- Consigna A
Reescribe el tramo del fragmento sobre los vallados que va desde "Más allá de" hasta "celeste y blanca.", sustituyendo "tractores" por "camiones".
- Consigna B
Según el fragmento sobre los vallados, ¿quién twitteó "son ellos o nosotros"?
- Consigna C
Traduce al inglés esta oración del fragmento sobre los vallados: "Funcionan, también, como otro modo de producción de la sociedad por el Estado."
═══ Fragmento seleccionado
Por eso el vallado de la zona, en este caso, puede leerse como un gesto de estupor, primero, y de preservación de la distinción. Un gesto que dice aquí no, con nosotros no… (“son ellos o nosotros” twittió López Murphy).
Más allá de este acontecimiento puntual y de la necesidad eventual de protección de instituciones o edificios públicos, los vallados como recurso permanente de la política (recuérdese el estado de la Plaza de Mayo y del Congreso de la Nación durante los cuatro años del gobierno de Cambiemos) son, simbólica y materialmente, una delimitación de las pertenencias que se pretenden legítimas. Funcionan, también, como otro modo de producción de la sociedad por el Estado. Por ejemplo, las vallas no detienen a los tractores “del campo” (del campo sin campesinos), aunque también hacen ruido y estropean la ciudad y obstruyen el tránsito, apropiados también de la identidad nacional, según van embanderados con la celeste y blanca.
══════
═══ Extractos del listado
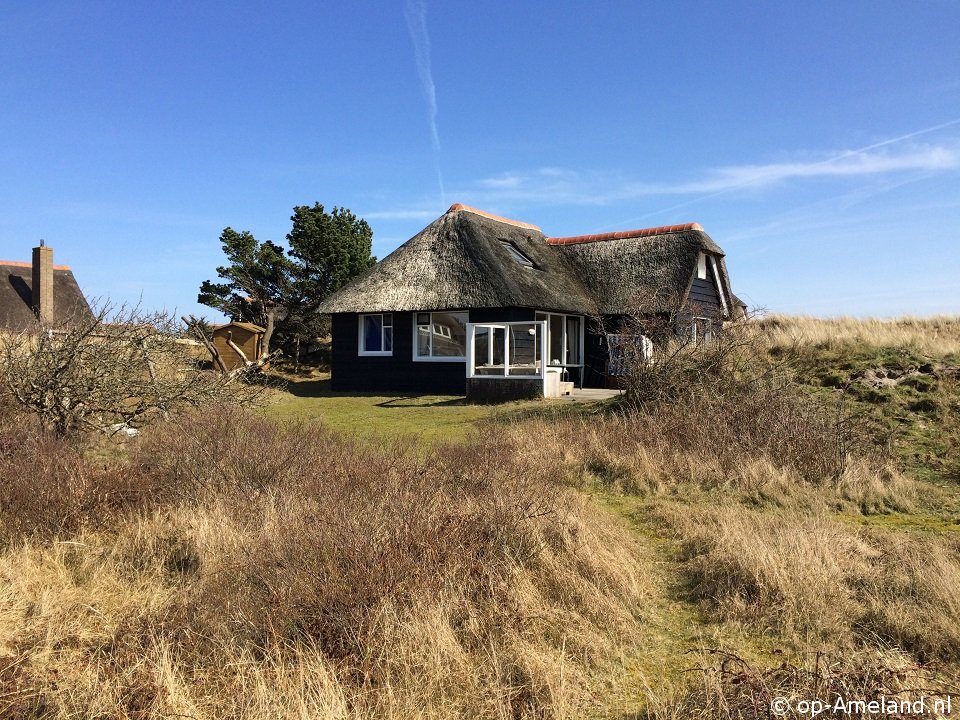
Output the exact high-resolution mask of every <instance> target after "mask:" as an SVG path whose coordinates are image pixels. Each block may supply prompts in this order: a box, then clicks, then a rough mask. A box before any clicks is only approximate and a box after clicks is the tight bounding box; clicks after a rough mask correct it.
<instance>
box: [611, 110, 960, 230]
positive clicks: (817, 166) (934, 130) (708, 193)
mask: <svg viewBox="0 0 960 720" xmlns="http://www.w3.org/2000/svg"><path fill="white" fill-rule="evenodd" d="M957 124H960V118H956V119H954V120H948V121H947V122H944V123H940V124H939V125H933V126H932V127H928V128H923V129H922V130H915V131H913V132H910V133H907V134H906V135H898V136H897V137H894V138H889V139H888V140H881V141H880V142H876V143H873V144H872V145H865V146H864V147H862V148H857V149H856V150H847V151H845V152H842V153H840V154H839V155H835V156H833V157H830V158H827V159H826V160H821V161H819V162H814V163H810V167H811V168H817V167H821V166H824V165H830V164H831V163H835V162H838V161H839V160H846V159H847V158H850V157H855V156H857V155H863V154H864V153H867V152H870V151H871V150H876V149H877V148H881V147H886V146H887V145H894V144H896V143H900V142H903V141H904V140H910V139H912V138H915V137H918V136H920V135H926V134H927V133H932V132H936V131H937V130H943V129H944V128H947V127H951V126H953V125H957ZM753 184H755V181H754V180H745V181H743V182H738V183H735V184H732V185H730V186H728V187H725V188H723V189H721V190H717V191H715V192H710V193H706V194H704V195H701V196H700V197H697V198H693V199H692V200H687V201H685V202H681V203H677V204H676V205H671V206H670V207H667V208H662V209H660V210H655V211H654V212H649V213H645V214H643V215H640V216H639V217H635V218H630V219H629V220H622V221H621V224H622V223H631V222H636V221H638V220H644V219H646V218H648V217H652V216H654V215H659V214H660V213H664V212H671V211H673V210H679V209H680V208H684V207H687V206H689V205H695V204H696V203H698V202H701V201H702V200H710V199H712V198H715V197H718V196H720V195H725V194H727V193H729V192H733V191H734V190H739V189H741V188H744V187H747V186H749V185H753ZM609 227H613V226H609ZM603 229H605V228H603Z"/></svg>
══════
═══ Extractos del listado
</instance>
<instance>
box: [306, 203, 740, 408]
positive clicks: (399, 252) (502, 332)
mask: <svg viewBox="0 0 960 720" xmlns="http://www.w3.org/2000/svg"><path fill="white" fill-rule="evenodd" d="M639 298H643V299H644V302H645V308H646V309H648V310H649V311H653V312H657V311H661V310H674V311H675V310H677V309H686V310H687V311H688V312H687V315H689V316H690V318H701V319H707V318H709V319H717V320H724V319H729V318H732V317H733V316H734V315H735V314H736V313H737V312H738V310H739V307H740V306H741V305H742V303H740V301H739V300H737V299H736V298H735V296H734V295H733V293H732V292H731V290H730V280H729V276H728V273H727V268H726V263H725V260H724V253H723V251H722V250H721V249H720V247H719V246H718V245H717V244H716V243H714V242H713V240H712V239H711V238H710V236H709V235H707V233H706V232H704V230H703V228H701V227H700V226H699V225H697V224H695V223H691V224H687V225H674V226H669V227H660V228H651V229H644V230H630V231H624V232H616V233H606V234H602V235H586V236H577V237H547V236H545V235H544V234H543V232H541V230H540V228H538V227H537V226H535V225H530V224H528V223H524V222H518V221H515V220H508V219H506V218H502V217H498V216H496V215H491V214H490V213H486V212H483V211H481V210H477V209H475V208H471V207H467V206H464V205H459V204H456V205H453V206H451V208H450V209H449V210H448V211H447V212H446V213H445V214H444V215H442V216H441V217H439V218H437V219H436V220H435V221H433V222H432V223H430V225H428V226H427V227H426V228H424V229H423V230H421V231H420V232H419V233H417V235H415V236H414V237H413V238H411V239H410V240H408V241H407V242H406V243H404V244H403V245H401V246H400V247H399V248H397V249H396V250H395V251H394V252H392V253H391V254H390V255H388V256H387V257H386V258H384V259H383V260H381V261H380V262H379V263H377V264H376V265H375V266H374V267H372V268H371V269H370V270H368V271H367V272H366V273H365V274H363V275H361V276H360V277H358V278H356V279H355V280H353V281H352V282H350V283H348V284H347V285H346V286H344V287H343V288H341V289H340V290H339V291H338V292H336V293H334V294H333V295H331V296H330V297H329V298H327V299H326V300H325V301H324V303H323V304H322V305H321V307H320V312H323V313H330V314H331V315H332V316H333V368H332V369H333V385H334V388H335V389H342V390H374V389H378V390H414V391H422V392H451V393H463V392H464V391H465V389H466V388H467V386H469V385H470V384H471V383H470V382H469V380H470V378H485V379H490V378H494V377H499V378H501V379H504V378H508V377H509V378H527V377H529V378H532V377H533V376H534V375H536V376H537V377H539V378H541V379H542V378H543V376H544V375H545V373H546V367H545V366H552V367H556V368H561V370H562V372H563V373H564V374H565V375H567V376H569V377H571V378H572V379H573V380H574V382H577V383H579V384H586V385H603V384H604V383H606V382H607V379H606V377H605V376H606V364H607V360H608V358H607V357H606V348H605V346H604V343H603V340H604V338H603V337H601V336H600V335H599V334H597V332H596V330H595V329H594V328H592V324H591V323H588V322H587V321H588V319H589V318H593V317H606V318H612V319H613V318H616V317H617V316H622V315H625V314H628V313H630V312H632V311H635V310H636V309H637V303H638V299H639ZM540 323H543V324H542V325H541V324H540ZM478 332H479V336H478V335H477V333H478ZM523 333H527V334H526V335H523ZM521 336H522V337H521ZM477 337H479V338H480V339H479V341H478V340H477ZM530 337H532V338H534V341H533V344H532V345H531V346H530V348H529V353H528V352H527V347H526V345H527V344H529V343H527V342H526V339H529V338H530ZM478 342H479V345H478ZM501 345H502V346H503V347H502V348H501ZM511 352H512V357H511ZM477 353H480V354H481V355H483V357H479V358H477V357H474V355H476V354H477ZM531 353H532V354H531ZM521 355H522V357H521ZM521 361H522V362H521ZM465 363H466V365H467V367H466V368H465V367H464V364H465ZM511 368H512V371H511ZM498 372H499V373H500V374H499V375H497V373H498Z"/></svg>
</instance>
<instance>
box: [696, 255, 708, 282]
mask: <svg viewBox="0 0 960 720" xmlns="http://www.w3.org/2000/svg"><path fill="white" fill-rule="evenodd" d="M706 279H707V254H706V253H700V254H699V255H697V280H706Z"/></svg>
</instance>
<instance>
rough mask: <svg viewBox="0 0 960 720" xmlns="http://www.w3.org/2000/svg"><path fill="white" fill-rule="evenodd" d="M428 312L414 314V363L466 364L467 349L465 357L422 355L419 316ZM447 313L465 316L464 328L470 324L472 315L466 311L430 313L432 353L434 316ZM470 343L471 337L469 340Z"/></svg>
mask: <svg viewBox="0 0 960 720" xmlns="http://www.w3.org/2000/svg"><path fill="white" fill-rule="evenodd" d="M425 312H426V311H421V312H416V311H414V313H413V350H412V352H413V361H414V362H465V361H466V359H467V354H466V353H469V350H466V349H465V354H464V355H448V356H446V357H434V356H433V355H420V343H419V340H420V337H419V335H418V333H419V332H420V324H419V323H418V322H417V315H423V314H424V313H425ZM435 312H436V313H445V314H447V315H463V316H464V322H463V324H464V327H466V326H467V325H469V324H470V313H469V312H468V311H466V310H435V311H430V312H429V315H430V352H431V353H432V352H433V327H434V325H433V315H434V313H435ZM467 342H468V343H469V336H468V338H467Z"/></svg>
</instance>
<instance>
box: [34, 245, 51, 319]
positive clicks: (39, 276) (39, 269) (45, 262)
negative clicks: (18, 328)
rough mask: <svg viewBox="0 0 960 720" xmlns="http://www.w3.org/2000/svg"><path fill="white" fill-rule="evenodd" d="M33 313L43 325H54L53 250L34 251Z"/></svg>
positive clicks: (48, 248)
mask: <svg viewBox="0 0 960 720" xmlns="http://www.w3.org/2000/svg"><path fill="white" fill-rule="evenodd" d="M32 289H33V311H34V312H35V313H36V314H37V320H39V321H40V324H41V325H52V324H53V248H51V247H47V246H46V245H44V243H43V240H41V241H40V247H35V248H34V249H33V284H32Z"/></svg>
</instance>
══════
- Respuesta A
Más allá de este acontecimiento puntual y de la necesidad eventual de protección de instituciones o edificios públicos, los vallados como recurso permanente de la política (recuérdese el estado de la Plaza de Mayo y del Congreso de la Nación durante los cuatro años del gobierno de Cambiemos) son, simbólica y materialmente, una delimitación de las pertenencias que se pretenden legítimas. Funcionan, también, como otro modo de producción de la sociedad por el Estado. Por ejemplo, las vallas no detienen a los camiones “del campo” (del campo sin campesinos), aunque también hacen ruido y estropean la ciudad y obstruyen el tránsito, apropiados también de la identidad nacional, según van embanderados con la celeste y blanca.

- Respuesta B
López Murphy.

- Respuesta C
They also function as another mode of production of society by the State.